## Instructions to follow
In the note about the song, rewrite the paragraph that begins "So I made this slightly abstracted story" as a short list that keeps its main facts.

## Given text
>>

This song has been hanging around for a while as well and of all of the tracks it's the
most abstracted idea. All it's saying is whatever kind of music you play, when you pick up your instrument and play to yourself, as a sort of solace or whatever, you're sort of playing the blues.
If you're playing the bagpipes, the violin, the flute, the guitar or whatever, just to yourself, then you're playing the blues.
Blues is obviously a genre of music which is based around guitars and pianos and comes from the Deep South of America and later on from Chicago,
but the blues to me is more of a way of comforting yourself with a musical instrument, whatever kind of musical instrument it is or just your voice!
So I made this slightly abstracted story of this Scottish geezer who is conscripted into an army to fight for a king who he hates and is put in prison for stealing horses, but he can always imagine going back to his beloved Highlands and playing his blues……and his bonnie lass of course who waits for him.

<<

## Data segment
>>

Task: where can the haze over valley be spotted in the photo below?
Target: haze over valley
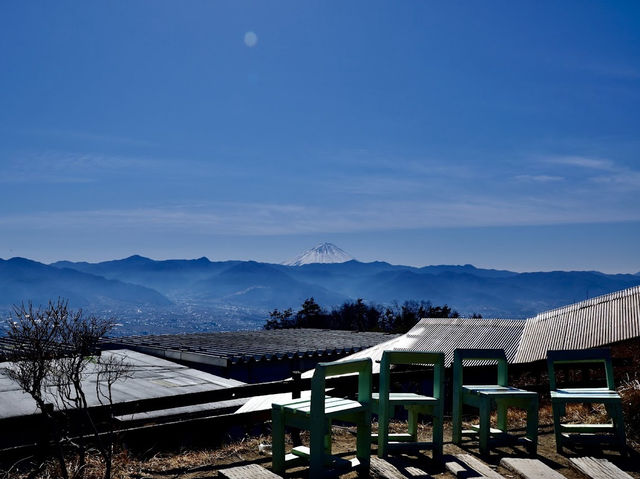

<<

## Solution for this task
- The song tells a slightly abstracted story about a Scottish man.
- He is conscripted into an army to fight for a king he hates.
- He is put in prison for stealing horses.
- He can always imagine going back to his beloved Highlands and playing his blues.
- His bonnie lass waits for him.